Menggenggam
Gunung Es
Reza Indragiri Amriel ;
Associate
Trainer Divisi Pendidikan Dompet Dhuafa
|
SINAR
HARAPAN, 17 September 2014
Pengetahuan,
keterampilan, sikap. Itulah tiga unsur induk dalam Kurikulum 2013. Mudah
diingat. Namun, seberapa mudah menempa peserta didik dengan ketiga elemen
tersebut, bisa lain perkaranya.
Penulis
tidak begitu berminat membicarakan berbagai kompleksitas dan tentangan
terhadap Kurikulum 2013. Penulis justru terpukau karena tiga istilah yang
dulu dibahas hingga berbusa-busa oleh saya dan rekan-rekan semasa bekerja di
sebuah lembaga pengembangan sumber daya manusia, kini tidak hanya hidup di
arena korporasi, tetapi juga sudah dicobaterapkan di dunia pendidikan.
Ada
sebuah kiasan jitu yang kerap dipakai untuk menjelaskan duduk perkara
pengetahuan, keterampilan, dan sikap. Sebutlah ketiganya sebagai kompetensi,
dan kiasan dimaksud dinamai metafora gunung es. Bayangkan Titanic! Titanic
disebut-sebut sebagai kapal pesiar tercanggih sekaligus termewah pada
masanya.

# Arahan Tugas 1:
Kembalikan bagian artikel tentang metafora gunung es, mulai dari "Menggenggam" hingga "bisa lain perkaranya.", tanpa mengubah satu kata pun.
# Arahan Tugas 2:
Teruskan artikel tentang Kurikulum 2013 dan metafora gunung es, mulai tepat setelah kalimat terakhirnya.

# Bahan Tersedia:
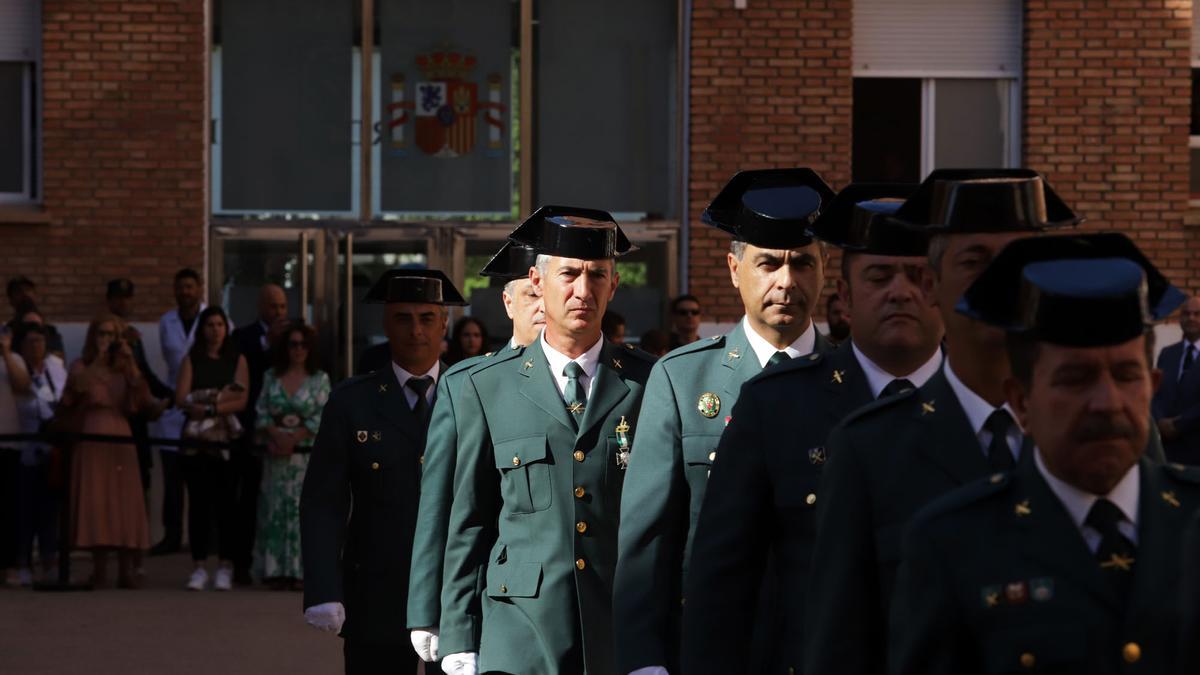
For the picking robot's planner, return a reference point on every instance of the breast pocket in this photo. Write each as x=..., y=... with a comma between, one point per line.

# Hasil Latihan 1:
Menggenggam
Gunung Es
Reza Indragiri Amriel ;
Associate
Trainer Divisi Pendidikan Dompet Dhuafa
|
SINAR
HARAPAN, 17 September 2014
Pengetahuan,
keterampilan, sikap. Itulah tiga unsur induk dalam Kurikulum 2013. Mudah
diingat. Namun, seberapa mudah menempa peserta didik dengan ketiga elemen
tersebut, bisa lain perkaranya.

# Hasil Latihan 2:
Dengan
julukan sedemikian rupa, kenyamanan dan keamanan tentu menjadi jaminan bagi
setiap penumpang. Alhasil, ringkas cerita, berbondong-bondong manusia
mengantre agar dapat merealisasikan impian mereka untuk bertamasya dari Eropa
ke Amerika, pergi-pulang, dengan sejuta pesta surgawi di atas ombak samudra.
Namun,
siapa sangka, mujur tak dapat ditolak, untung tak dapat diraih. Titanic yang
dielu-elu ternyata tak sanggup menahan ombak yang menderu-deru. Terseret
ombak, tersapu angin, Titanic menghantam gunung es.
Sekarang,
mari kita pakai redaksional yang lebih benderang. Setelah menyelam ke dasar
laut, kita jadi tahu kedahsyatan massa dan energi yang tersimpan dalam
bongkahan raksasa gunung es itu. Andai massa dan energi itu bisa dikelola
untuk segala suatu yang produktif, hasilnya akan sangat luar biasa.
Menguasai
leher hingga telapak kaki gunung es itu, sama artinya dengan menguasai porsi
terbesar dari keseluruhan tubuh monster diam tersebut. Sayangnya, itu tadi,
bagian itu tak terlihat. Dia tersembunyi dalam gelap, dalam dingin,
dalam—seolah—diam.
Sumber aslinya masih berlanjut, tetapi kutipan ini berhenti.